* Begin PASSAGE SHOWN *

Andrew B August 21, 2014 10:41 PM

The AFRL branch that issued this BAA focuses on computer security and mission assurance. The poster who suggested that this BAA included building honeypots to distract someone who might be poking around inside the Air Force’s networks is on the money.

Gerard van Vooren August 22, 2014 5:35 AM

@ Nick P

That is an interesting read! Probably the best book that I ever read about the subject of war.

He knew exactly what he talked about. The advises at the end makes sense too. They do. I agree with all of them.

The book is from 1935. Today it is clear that Corporate America won. At the expense of everyone else. The US national dept is proof of that. The veterans and people being killed too.

Skeptical August 23, 2014 2:28 PM

@Nick: People like you present it like it’s minimal and sensible activities.

I’ve never used the word “minimal” to describe contemporary US policy. US foreign policy, since WW2, has been highly active, for the reasons I’ve given. I said that it was a highly complex policy, in which mistakes and abuses have occurred.

* End PASSAGE SHOWN *
* Begin RECORDS PROVIDED *

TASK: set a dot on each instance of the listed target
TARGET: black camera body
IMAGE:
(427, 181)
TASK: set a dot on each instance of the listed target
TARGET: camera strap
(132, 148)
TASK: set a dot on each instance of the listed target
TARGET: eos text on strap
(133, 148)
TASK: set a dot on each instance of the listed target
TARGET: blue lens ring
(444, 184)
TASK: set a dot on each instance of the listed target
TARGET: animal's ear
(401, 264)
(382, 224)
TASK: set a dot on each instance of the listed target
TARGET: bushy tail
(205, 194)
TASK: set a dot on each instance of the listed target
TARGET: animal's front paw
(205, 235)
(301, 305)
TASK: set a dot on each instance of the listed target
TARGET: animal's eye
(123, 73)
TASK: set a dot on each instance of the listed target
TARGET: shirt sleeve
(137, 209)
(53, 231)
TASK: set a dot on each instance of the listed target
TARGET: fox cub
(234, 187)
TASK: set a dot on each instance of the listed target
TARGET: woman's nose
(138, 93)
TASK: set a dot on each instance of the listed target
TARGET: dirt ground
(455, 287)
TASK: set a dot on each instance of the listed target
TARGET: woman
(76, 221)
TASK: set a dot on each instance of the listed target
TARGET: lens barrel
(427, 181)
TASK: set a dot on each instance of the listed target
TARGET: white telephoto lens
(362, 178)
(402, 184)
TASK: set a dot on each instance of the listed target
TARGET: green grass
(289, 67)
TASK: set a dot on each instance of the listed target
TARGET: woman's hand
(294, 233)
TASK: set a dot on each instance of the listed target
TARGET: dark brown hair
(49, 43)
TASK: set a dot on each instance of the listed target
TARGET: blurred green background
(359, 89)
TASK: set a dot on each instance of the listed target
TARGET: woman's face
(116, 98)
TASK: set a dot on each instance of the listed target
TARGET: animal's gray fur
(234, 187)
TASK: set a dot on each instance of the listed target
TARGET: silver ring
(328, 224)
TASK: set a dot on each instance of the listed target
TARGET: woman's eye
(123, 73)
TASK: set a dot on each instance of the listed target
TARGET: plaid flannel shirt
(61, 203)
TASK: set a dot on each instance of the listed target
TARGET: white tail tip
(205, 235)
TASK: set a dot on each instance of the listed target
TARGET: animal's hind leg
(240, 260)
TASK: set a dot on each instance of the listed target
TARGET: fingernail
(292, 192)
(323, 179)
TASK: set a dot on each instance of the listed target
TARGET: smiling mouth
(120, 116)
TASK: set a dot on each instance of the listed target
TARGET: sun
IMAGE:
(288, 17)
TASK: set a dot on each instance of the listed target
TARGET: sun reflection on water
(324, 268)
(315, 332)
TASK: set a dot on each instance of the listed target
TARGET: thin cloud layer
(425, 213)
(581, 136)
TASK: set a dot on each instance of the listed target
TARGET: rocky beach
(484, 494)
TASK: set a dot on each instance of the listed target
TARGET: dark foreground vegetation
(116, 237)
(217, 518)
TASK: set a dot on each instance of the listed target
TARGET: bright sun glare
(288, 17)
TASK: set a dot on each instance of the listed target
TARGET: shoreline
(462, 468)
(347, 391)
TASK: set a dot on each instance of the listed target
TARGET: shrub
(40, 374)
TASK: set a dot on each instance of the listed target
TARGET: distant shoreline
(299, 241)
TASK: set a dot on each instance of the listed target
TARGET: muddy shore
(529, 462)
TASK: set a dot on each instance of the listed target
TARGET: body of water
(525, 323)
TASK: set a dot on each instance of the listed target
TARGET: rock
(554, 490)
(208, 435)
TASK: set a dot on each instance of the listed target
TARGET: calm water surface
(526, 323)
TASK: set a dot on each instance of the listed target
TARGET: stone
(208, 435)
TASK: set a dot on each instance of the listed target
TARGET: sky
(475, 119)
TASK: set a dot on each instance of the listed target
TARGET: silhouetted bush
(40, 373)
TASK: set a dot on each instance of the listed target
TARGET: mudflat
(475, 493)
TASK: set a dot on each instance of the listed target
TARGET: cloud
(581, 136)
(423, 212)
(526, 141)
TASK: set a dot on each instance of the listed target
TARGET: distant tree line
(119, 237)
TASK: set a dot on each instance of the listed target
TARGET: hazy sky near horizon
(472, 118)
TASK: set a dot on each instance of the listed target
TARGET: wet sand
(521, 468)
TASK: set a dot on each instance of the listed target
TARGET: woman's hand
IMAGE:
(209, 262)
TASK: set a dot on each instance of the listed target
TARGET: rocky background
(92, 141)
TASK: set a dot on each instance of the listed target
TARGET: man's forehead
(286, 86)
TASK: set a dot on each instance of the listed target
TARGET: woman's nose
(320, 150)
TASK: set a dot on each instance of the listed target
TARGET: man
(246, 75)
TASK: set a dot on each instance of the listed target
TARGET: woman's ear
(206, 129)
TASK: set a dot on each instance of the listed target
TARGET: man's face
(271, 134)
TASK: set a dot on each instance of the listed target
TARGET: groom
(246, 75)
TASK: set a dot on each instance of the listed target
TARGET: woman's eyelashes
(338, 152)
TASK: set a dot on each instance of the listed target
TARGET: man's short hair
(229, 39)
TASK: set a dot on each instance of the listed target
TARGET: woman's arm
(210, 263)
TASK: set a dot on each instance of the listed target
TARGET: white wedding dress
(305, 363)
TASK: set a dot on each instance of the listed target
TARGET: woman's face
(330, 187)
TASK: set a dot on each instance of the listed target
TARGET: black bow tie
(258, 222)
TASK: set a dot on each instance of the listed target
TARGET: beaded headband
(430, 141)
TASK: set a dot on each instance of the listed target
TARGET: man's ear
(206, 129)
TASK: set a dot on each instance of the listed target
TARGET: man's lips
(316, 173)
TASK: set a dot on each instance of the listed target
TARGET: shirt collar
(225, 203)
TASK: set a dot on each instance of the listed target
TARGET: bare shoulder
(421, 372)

* End RECORDS PROVIDED *

**ACTIONS TO TAKE**
A. Translate this sentence from the comment thread into Spanish: "The AFRL branch that issued this BAA focuses on computer security and mission assurance."
B. Resume the comment thread on US policy, picking up right after its final sentence.

**RESULTS**
A. La rama del AFRL que emitió este BAA se centra en la seguridad informática y la garantía de la misión.

B.
First example of that was Gen Butler’s War is a Racket book. (Free here). You could probably read it in an hour or so. He straight up confessed why they did it, who each military action benefited, and how the economics of it cost the many to benefit those few.

General Smedley Butler’s courage as a United States Marine is indisputable.

His analysis of policy is questionable at best, and of course has nothing to do with post WW2 American policy. He also claimed that a group of financiers had organized 500,000 men, which he was to lead to overthrow FDR.

He wrote the book you cite in the same year that he became the spokesperson for the American League Against War and Fascism – 1935. It is not a study, and is not considered authoritative or scholarly; it is a pamphlet, delivered in the cause of isolationism during the 1930s, as Europe was already descending into darkness. For the most part he repeats what others had long since alleged regarding US involvement overseas in the late 19th and very early 20th century.

Anyone who wants to understand US policy would not be well served by relying on his work. Weigley’s The American Way of War, by contrast, is considered to be one of the major works in the field, and is not written for any political purpose. It is of course focused heavily on military policy.

A double Medal of Honor winner who led many wars and had access to internal justifications is also a respectable source of information on what we were doing.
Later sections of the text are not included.